__A FAZER__
Edite todos os itens abaixo e escreva as linhas de novo com "blue ball" trocado por "red ball", sem mudar mais nada.

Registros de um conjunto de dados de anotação
============================================================

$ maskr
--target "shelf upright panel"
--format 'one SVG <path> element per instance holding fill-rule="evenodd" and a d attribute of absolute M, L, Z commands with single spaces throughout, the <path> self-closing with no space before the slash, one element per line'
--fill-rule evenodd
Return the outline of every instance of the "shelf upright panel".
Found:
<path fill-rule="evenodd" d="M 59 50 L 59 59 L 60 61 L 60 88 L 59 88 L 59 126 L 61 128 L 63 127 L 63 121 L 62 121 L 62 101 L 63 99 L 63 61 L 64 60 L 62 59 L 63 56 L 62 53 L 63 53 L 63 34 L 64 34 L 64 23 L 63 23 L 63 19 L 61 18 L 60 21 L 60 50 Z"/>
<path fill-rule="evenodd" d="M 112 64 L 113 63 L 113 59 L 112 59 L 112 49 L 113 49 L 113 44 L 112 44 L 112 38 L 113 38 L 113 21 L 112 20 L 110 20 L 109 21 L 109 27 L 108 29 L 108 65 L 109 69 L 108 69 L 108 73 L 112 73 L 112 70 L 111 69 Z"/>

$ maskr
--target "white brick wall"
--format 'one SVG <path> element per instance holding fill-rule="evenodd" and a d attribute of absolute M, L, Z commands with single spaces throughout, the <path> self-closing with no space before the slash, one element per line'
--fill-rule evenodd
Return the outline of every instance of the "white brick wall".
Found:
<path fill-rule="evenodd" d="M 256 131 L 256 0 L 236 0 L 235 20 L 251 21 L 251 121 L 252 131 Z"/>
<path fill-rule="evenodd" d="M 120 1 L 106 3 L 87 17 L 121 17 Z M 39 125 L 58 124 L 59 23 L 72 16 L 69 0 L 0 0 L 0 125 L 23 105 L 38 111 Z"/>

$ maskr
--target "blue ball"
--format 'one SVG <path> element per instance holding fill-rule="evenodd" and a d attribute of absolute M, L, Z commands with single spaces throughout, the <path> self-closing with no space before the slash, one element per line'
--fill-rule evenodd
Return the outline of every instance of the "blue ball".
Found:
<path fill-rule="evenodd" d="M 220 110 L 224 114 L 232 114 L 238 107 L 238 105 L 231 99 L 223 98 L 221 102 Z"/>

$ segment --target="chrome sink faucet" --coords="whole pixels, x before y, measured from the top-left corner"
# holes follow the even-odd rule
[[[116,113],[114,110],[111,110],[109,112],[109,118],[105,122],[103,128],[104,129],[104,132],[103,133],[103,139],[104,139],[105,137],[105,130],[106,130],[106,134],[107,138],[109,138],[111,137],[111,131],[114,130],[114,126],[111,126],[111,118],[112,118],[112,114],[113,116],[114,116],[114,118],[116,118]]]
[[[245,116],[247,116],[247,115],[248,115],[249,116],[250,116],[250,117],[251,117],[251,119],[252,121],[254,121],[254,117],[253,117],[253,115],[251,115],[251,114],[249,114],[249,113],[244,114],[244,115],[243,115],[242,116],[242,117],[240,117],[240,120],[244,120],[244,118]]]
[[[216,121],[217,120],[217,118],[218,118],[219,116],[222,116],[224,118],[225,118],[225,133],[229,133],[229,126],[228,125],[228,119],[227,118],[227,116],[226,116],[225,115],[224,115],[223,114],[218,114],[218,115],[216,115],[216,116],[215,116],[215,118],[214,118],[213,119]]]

============================================================

__RESPOSTA DA TAREFA__
$ maskr
--target "shelf upright panel"
--format 'one SVG <path> element per instance holding fill-rule="evenodd" and a d attribute of absolute M, L, Z commands with single spaces throughout, the <path> self-closing with no space before the slash, one element per line'
--fill-rule evenodd
Return the outline of every instance of the "shelf upright panel".
Found:
<path fill-rule="evenodd" d="M 59 50 L 59 59 L 60 61 L 60 88 L 59 88 L 59 126 L 61 128 L 63 127 L 63 121 L 62 121 L 62 101 L 63 99 L 63 61 L 64 60 L 62 59 L 63 56 L 62 53 L 63 53 L 63 34 L 64 34 L 64 23 L 63 23 L 63 19 L 61 18 L 60 21 L 60 50 Z"/>
<path fill-rule="evenodd" d="M 112 64 L 113 63 L 113 59 L 112 59 L 112 49 L 113 49 L 113 44 L 112 44 L 112 38 L 113 38 L 113 21 L 112 20 L 110 20 L 109 21 L 109 27 L 108 29 L 108 65 L 109 69 L 108 69 L 108 73 L 112 73 L 112 70 L 111 69 Z"/>

$ maskr
--target "white brick wall"
--format 'one SVG <path> element per instance holding fill-rule="evenodd" and a d attribute of absolute M, L, Z commands with single spaces throughout, the <path> self-closing with no space before the slash, one element per line'
--fill-rule evenodd
Return the outline of every instance of the "white brick wall".
Found:
<path fill-rule="evenodd" d="M 256 131 L 256 0 L 236 0 L 235 20 L 251 21 L 251 121 L 252 131 Z"/>
<path fill-rule="evenodd" d="M 120 1 L 106 3 L 87 17 L 121 17 Z M 39 125 L 58 124 L 59 23 L 72 16 L 69 0 L 0 0 L 0 125 L 23 105 L 38 111 Z"/>

$ maskr
--target "red ball"
--format 'one SVG <path> element per instance holding fill-rule="evenodd" and a d attribute of absolute M, L, Z commands with single spaces throughout, the <path> self-closing with no space before the slash, one element per line'
--fill-rule evenodd
Return the outline of every instance of the "red ball".
Found:
<path fill-rule="evenodd" d="M 220 110 L 224 114 L 232 114 L 238 107 L 238 105 L 231 99 L 223 98 L 221 102 Z"/>

$ segment --target="chrome sink faucet" --coords="whole pixels, x before y, measured from the top-left corner"
# holes follow the even-odd rule
[[[116,113],[114,110],[111,110],[109,112],[109,118],[105,122],[103,128],[104,129],[104,132],[103,133],[103,139],[104,139],[105,137],[105,130],[106,130],[106,134],[107,138],[109,138],[111,137],[111,131],[114,130],[114,126],[111,126],[111,118],[112,118],[112,114],[113,116],[114,116],[114,118],[116,118]]]
[[[245,116],[247,116],[247,115],[248,115],[249,116],[250,116],[250,117],[251,117],[251,119],[252,121],[254,121],[254,117],[253,117],[253,115],[251,115],[251,114],[249,114],[249,113],[244,114],[244,115],[243,115],[242,116],[242,117],[240,117],[240,120],[244,120],[244,118]]]
[[[216,121],[217,120],[217,118],[218,118],[219,116],[222,116],[224,118],[225,118],[225,133],[229,133],[229,126],[228,125],[228,119],[227,118],[227,116],[226,116],[225,115],[224,115],[223,114],[218,114],[218,115],[216,115],[216,116],[215,116],[215,118],[214,118],[213,119]]]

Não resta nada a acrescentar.